ASSIGNMENT
Make an exact copy of all the data, pictures excluded.

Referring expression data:

----------

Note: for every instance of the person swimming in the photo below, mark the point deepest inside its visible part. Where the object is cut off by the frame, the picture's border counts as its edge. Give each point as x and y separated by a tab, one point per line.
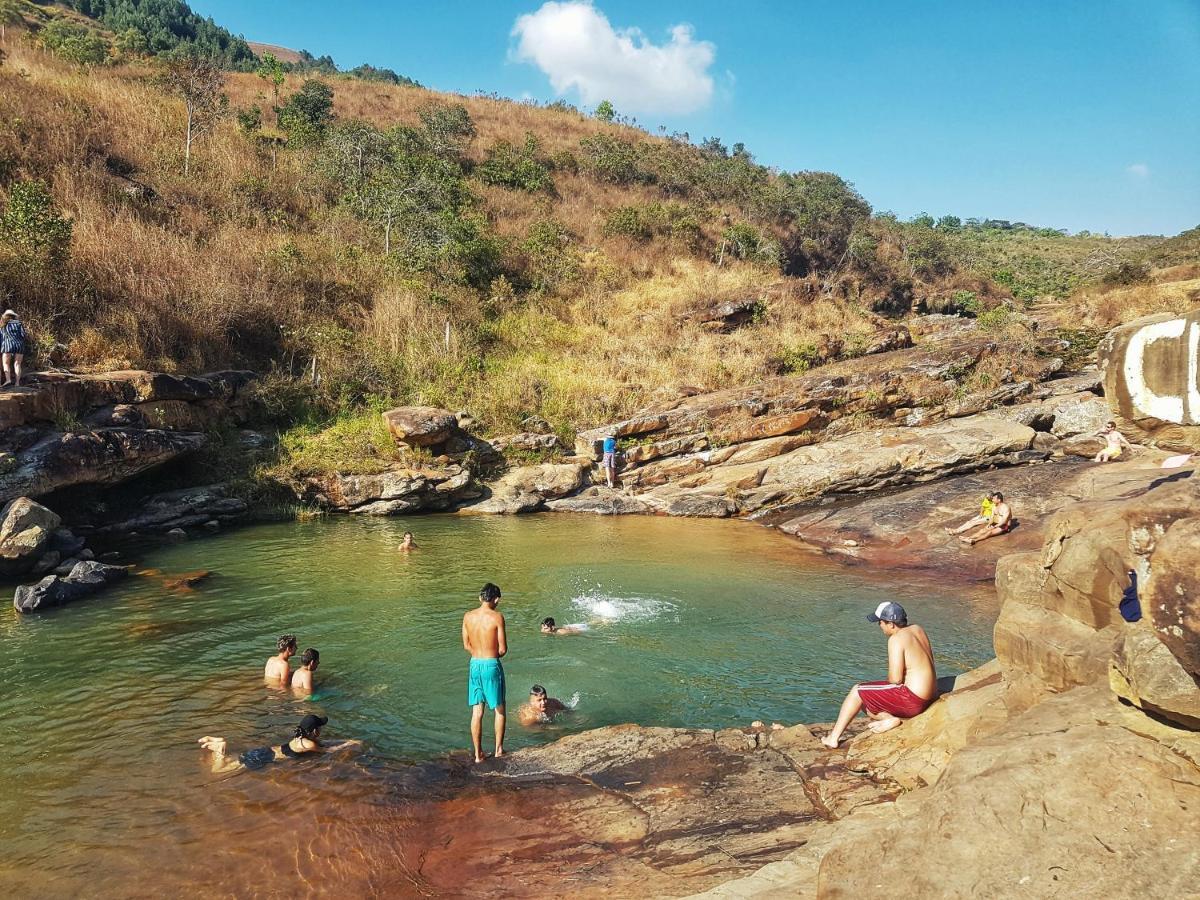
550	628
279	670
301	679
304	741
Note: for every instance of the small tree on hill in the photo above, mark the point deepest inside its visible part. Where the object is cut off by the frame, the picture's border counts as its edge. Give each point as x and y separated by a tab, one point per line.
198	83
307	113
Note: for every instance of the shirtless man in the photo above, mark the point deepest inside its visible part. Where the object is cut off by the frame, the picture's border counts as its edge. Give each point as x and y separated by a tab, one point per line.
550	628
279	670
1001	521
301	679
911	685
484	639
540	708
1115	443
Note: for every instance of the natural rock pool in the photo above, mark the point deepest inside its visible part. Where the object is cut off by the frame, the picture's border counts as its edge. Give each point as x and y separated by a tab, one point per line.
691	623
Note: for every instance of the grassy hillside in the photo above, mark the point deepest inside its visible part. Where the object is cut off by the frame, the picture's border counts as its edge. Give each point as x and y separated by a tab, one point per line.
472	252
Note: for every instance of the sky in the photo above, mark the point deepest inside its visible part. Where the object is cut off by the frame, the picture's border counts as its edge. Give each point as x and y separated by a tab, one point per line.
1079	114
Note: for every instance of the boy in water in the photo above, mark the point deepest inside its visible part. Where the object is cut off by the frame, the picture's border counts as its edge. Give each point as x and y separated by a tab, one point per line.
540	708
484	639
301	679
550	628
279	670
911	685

----------

EXERCISE OUTPUT
Note: for every instance of the person swimming in the photo below, mark the point deepest inside its visible part. Where the object is cut off by the frame, the picture's border counts as its edge. Give each point as x and y separated by a tab, one point per line.
550	628
279	670
301	679
304	741
Note: for every instance of the small tree on hill in the photo above, mark the point deepest inside its visible part. Where the object is cut off by the frame, the picture's border counts as its edge. Give each point as x and y separated by a tab, one point per line.
198	83
307	113
Note: for every instance of the shirtless man in the photo above, mark the point deepest inside its visible part. Where the object is cut off by the frame, the picture's border counts as its edge. Give each point as x and y separated by a tab, one point per line.
550	628
279	670
1001	521
301	679
911	685
484	639
540	708
1115	443
Note: for every instance of the natural rock pool in the photo above, mark the point deepest inside its visible part. Where the object is cut off by the frame, the picture's border counts as its edge. Give each point as x and y separated by a tab, one point per line.
691	623
Note: for every instance of the grassy hillside in the photo above, mark the point deepest inside its visible part. Where the object is cut off by the frame, the picture's border counts as its edge. Give each point as x and y separated by a tab, one point per line.
472	252
Note: for every instance of the sky in the photo above, mark the point deepest inside its visible part. Where the object is cut off by the frame, the picture's border counts as its edge. Give each point as x and y separated by a tab, one point per line.
1079	114
Note: for every instance of the boy in water in the photo above, mark the point deepest inside its visible part. Where the object is cut off by the frame, the picture's border counts as its edge. Give each point as x and y separated by a tab, one point per line.
540	708
484	639
301	679
550	628
279	670
911	685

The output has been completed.